### Entries supplied

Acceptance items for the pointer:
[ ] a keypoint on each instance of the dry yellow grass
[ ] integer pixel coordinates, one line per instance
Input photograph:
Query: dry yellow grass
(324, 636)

### Given request
Return every one of the lines above without any change.

### Exercise answer
Acceptance items for the pointer:
[ ] a keypoint on each instance of the dry yellow grass
[ ] integer pixel coordinates, one line per instance
Input photograph:
Query: dry yellow grass
(324, 636)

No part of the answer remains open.